═══ Dataset

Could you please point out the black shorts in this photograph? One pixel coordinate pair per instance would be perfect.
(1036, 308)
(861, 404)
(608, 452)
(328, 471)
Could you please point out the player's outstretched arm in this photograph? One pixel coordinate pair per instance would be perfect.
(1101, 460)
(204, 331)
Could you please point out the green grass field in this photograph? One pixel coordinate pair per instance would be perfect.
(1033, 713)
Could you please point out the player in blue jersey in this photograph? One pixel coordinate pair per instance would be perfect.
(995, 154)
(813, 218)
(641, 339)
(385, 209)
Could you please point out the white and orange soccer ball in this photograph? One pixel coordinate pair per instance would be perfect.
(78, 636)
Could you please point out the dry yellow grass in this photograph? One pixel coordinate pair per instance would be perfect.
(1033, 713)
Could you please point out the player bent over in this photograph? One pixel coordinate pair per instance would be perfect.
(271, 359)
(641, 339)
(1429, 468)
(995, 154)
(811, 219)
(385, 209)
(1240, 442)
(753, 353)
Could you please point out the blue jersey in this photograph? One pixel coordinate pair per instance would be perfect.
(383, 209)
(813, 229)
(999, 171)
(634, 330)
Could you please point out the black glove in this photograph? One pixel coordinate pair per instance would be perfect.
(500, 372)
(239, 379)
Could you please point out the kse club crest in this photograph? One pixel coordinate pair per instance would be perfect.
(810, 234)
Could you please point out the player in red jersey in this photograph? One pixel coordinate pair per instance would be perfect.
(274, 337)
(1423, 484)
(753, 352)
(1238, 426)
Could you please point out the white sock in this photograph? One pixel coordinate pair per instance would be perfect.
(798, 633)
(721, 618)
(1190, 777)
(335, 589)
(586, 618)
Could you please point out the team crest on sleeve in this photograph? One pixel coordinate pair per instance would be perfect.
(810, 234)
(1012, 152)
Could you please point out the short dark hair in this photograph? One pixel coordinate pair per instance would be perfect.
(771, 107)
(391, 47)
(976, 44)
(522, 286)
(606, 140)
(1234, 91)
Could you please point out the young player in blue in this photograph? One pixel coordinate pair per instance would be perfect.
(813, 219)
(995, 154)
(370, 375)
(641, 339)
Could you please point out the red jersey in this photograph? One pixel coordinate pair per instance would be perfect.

══════

Exercise instructions
Write the data out in full, matching every line exactly.

Worked solution
Could you please point out the black shorts in this photograph? One pixel coordinate pair per instance would be perfect.
(1036, 308)
(861, 404)
(608, 452)
(328, 471)
Could you please point out the player's outstretched arm in this photograph? One pixel coordinate pair per instance would be perfect.
(1101, 460)
(204, 331)
Could you please point out the green grass field in this photograph? One pixel coordinate pair per instance would be perfect.
(1033, 713)
Could you please point out the player in blue jersey in this photograph? One pixel coordinate pair per instance would be perfect.
(995, 154)
(813, 218)
(641, 339)
(385, 209)
Could you please point out the white and orange soccer ball in this photograph? One pixel coordinate pair per instance would be perfect.
(78, 636)
Could you please point out the dry yellow grass in this photograph? One pixel coordinate pair per instance would be perfect.
(1033, 713)
Could you please point out the player bent over in this photograph? One pixel coordinate pair per instance would be perfect.
(271, 359)
(641, 339)
(1429, 468)
(995, 154)
(811, 219)
(385, 209)
(1240, 442)
(753, 353)
Could you please point out the blue jersey in this photograph? One pixel coordinate pair per instance would be perfect.
(383, 209)
(813, 229)
(999, 171)
(634, 330)
Could you please point out the black glove in this photograph? One pixel coordinate pair per instance would be perfect.
(500, 372)
(239, 379)
Could you please point out the kse club crest in this photograph? One pixel coordinate pair per instance would be perfect.
(810, 234)
Could you please point out the player in red jersey in this photograph? One pixel coordinate pair per instance would be perfect.
(274, 337)
(1423, 484)
(753, 352)
(1238, 426)
Could you please point out the white sock in this photograph? One pixel coordinate pair per instance would be perfect.
(798, 633)
(721, 618)
(1190, 777)
(335, 589)
(586, 618)
Could you please point out the team crest on sleeve in this photograph? One pixel coordinate pair per instance would be perfect.
(810, 234)
(1012, 152)
Could you please point out the short dark hair in this photograph? One pixel coordinate pair per instance would be perfect.
(771, 107)
(391, 47)
(976, 44)
(522, 286)
(606, 140)
(1234, 91)
Could you please point out the young player in blue in this photograph? One pixel coordinate pair per instance would be perfect.
(813, 219)
(995, 154)
(370, 375)
(641, 339)
Could you please point out the red jersey in this photograph? One pixel coordinate pair per instance would be perfect.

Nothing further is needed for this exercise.